→ SUMBER:

▼▼▼

Dikatakan oleh Ibnu ‘Asyur dalam tafsirnya, sederhananya, makna al-ḥikmah ialah menghadirkan kebenaran kepada jalan Tuhan dengan argumentasi yang kuat dan logis berdasarkan ilmu, mampu dicerna dan diterima dengan baik, bersama dengan pemahaman karakter dan kondisi orang yang diseru kepada jalan kebenaran [al-Taḥrīr wa al-Tanwīr, 14/327].

Baca Juga: Relasi antara Dakwah dan Opini Publik dalam QS. Ali Imran: 104 Perspektif Hamka

Hal ini dapat dipelajari dari salah satu kisah Rasulullah dalam hadis sahih yang diriwayatkan oleh Imam Ahmad oleh Abu Umamah [Musnad Ahmad, 36/545], berkata: Suatu ketika, datang seorang pemuda kepada Nabi Muhammad ﷺ dan berkata,
“Wahai Rasulullah, izinkan aku berzina!”

▲▲▲

→ BAHAN TERSEDIA:
▼▼▼

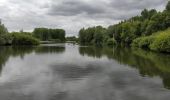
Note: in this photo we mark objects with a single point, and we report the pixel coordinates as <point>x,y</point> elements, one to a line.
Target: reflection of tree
<point>71,71</point>
<point>6,52</point>
<point>148,63</point>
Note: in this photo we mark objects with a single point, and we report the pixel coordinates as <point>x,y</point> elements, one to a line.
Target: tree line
<point>46,34</point>
<point>125,32</point>
<point>30,38</point>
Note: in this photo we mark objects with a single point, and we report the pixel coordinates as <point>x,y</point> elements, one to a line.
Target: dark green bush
<point>6,39</point>
<point>143,42</point>
<point>111,42</point>
<point>23,39</point>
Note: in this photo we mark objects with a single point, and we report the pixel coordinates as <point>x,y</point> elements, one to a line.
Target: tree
<point>168,6</point>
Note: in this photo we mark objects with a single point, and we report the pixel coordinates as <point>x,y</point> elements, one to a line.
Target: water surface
<point>72,72</point>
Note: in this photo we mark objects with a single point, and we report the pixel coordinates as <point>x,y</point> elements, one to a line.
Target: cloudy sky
<point>70,15</point>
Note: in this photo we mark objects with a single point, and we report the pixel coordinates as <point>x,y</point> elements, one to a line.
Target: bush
<point>23,39</point>
<point>142,42</point>
<point>161,42</point>
<point>6,39</point>
<point>111,42</point>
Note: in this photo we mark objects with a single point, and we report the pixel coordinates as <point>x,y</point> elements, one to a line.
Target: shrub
<point>111,42</point>
<point>161,42</point>
<point>23,39</point>
<point>143,42</point>
<point>6,39</point>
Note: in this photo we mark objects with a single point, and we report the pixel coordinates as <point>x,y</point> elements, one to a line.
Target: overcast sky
<point>70,15</point>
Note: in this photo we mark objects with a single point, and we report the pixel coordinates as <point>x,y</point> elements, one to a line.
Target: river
<point>73,72</point>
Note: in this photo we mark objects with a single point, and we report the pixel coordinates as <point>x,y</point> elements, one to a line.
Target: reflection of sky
<point>50,77</point>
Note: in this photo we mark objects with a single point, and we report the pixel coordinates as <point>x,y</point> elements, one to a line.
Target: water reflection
<point>148,63</point>
<point>72,72</point>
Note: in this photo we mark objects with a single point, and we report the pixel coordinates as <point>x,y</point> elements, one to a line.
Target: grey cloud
<point>70,8</point>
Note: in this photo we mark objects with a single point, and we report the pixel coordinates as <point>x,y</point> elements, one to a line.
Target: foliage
<point>111,42</point>
<point>72,38</point>
<point>92,35</point>
<point>160,41</point>
<point>142,42</point>
<point>23,39</point>
<point>46,34</point>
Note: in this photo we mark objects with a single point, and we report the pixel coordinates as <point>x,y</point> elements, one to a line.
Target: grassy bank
<point>18,39</point>
<point>159,41</point>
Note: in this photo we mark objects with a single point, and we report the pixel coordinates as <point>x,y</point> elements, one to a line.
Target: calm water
<point>72,72</point>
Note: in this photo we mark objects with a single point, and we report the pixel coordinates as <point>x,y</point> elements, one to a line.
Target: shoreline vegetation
<point>150,30</point>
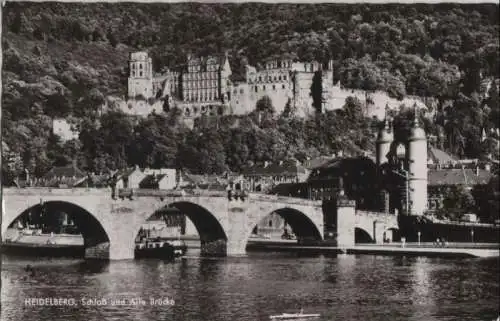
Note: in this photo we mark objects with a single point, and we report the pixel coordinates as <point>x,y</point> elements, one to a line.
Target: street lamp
<point>406,176</point>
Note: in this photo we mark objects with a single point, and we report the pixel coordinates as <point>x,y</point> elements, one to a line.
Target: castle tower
<point>417,167</point>
<point>140,80</point>
<point>384,140</point>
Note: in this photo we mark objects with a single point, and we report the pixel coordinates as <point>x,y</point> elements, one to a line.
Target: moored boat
<point>29,242</point>
<point>295,316</point>
<point>152,248</point>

▲▲▲

→ TUGAS PENGERJAAN:
1/ Berdasarkan sumber, jelaskan makna al-ḥikmah menurut tafsir Ibnu ‘Asyur dalam satu hingga tiga kalimat.
2/ Daftarkan setiap baris entri yang memuat kata "water". Huruf besar dan kecil dibedakan.

→ JAWABAN TERTULIS:
1/ Menurut Ibnu ‘Asyur, al-ḥikmah berarti menghadirkan kebenaran kepada jalan Tuhan melalui argumentasi yang kuat dan logis berdasarkan ilmu, yang mampu dicerna dan diterima dengan baik. Penyampaian itu disertai pemahaman atas karakter dan kondisi orang yang diseru kepada jalan kebenaran.

2/
Target: water surface
Target: water reflection
Target: calm water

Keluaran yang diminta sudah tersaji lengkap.